Given request: Transcribe word for word the lines spanning the line with "Crop-scouting request: mark the white fish" through the end of the records.

-------- Information shown --------

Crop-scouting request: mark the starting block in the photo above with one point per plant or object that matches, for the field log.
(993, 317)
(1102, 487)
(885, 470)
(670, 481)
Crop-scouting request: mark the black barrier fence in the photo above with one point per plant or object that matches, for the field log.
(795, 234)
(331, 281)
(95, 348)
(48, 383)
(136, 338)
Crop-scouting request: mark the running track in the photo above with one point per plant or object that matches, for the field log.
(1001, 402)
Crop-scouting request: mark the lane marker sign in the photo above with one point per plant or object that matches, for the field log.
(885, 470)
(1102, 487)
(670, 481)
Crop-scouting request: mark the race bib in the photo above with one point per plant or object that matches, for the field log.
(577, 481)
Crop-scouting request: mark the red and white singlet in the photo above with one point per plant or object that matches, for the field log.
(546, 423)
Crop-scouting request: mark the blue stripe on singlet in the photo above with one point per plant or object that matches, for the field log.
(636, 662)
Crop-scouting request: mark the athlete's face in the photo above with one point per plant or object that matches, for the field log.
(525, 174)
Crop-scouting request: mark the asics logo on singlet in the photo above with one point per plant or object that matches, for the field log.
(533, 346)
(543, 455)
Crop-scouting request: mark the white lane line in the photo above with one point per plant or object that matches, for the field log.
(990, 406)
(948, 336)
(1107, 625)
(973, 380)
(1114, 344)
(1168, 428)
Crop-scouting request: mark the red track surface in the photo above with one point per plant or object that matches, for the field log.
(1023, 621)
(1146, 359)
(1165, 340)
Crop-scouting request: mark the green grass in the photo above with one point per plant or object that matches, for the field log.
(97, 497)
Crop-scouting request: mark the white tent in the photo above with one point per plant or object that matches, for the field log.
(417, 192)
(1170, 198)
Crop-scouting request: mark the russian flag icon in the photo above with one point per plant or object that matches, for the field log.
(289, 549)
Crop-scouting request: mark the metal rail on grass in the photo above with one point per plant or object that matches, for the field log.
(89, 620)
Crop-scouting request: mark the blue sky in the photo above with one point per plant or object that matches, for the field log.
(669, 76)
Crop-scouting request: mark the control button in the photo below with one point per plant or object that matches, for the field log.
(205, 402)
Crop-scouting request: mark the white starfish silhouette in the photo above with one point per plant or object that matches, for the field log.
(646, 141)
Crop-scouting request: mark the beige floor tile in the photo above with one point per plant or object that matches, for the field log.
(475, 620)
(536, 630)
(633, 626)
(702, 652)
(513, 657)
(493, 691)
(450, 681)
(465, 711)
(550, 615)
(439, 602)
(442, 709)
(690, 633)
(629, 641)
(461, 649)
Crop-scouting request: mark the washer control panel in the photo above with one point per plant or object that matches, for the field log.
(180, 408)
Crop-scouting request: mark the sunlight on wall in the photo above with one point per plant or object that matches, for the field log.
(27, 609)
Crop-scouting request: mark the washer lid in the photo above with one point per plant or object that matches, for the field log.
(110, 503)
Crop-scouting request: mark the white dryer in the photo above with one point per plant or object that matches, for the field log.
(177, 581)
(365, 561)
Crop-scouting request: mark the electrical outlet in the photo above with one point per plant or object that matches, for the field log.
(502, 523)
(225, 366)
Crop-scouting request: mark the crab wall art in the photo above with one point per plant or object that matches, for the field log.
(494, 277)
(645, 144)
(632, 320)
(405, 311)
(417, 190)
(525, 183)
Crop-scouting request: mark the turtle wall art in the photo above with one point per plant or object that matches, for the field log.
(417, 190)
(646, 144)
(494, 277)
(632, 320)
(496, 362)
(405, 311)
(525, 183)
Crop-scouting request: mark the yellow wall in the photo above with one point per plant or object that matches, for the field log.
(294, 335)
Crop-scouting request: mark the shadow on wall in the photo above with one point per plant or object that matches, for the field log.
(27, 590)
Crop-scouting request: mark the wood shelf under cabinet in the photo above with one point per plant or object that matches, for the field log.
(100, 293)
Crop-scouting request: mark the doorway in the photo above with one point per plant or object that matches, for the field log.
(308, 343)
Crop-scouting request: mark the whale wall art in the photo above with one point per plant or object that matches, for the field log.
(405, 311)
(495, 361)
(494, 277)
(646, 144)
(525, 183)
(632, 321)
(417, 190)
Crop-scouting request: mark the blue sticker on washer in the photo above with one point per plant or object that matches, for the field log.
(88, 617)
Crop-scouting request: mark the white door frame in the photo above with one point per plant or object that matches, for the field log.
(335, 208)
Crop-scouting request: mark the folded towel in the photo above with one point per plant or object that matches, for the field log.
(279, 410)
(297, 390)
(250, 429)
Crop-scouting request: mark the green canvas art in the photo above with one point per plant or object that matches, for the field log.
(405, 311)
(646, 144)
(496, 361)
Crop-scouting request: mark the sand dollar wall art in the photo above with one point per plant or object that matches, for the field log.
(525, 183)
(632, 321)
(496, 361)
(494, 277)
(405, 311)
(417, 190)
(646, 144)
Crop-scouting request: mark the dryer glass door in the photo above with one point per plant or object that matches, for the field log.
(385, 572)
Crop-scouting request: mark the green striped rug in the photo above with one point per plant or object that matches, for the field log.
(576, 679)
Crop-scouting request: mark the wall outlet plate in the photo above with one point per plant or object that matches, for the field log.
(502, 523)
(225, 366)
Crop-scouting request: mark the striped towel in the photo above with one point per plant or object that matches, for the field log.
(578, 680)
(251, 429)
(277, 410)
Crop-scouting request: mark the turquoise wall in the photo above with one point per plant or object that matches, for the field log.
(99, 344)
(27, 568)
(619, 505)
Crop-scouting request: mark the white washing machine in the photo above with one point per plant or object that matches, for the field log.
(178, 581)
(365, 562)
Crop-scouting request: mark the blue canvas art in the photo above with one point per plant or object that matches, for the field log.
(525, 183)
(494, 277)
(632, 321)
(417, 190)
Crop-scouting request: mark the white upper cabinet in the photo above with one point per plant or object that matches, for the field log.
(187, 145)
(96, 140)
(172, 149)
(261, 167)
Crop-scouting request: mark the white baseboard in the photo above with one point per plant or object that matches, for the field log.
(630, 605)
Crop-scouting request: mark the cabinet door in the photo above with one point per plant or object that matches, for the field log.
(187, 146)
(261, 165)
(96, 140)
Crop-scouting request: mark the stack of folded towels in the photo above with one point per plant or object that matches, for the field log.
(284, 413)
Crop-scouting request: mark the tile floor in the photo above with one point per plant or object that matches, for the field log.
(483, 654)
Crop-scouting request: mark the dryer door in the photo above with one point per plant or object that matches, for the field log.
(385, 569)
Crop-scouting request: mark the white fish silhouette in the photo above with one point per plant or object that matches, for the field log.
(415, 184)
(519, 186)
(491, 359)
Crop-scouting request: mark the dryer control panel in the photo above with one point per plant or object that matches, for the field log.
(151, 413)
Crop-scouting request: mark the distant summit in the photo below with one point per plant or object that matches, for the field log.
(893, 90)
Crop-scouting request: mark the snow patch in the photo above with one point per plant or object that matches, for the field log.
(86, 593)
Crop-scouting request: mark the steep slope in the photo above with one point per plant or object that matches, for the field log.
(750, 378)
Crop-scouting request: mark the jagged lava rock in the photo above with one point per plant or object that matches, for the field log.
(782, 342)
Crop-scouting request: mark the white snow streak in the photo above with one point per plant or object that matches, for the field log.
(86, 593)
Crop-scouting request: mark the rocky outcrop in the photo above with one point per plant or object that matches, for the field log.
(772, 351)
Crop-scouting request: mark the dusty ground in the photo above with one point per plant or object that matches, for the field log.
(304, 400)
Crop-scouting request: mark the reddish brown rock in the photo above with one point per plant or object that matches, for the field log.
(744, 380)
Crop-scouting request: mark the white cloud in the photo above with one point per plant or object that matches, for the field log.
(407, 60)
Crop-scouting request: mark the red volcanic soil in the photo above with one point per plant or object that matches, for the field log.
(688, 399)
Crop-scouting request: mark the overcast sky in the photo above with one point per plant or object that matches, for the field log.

--------

Task solution:
Crop-scouting request: mark the white fish silhouette in the photo above with one point per plant or object that matches, for the field log.
(415, 184)
(519, 186)
(491, 359)
Crop-scouting request: mark the dryer control panel in the photo above with one point per plant or object that matches, for the field log.
(151, 413)
Crop-scouting request: mark the distant summit in the photo below with one point per plant or object that matches, for the field log.
(893, 90)
Crop-scouting request: mark the snow patch in the photo above with one point per plant or object that matches, for the field log.
(86, 593)
Crop-scouting request: mark the steep slope in the photo above with one point per plant or object that matches, for the field log.
(750, 378)
Crop-scouting request: mark the jagged lava rock in the photo above with one point per plant or object that matches, for the field log.
(782, 342)
Crop-scouting request: mark the white snow streak in the photo above with one point per plant or object that matches, for the field log.
(86, 593)
Crop-scouting request: mark the rocky outcrop in the photo above with one point per plant or object that matches, for the field log.
(772, 351)
Crop-scouting request: mark the dusty ground in the photo above with one point per plant or object that matches, for the field log.
(304, 400)
Crop-scouting request: mark the reddish brown rock in the photo above with one point per plant or object that matches, for the field log.
(744, 380)
Crop-scouting request: mark the white cloud in the photo above with one point per plant or object that matches, for the field log.
(407, 60)
Crop-scouting request: mark the red volcanic soil in the photo above with one point per plant or object that matches, for the field log.
(688, 399)
Crop-scouting request: mark the overcast sky in the photo above with one point per plant or object that matches, for the field log.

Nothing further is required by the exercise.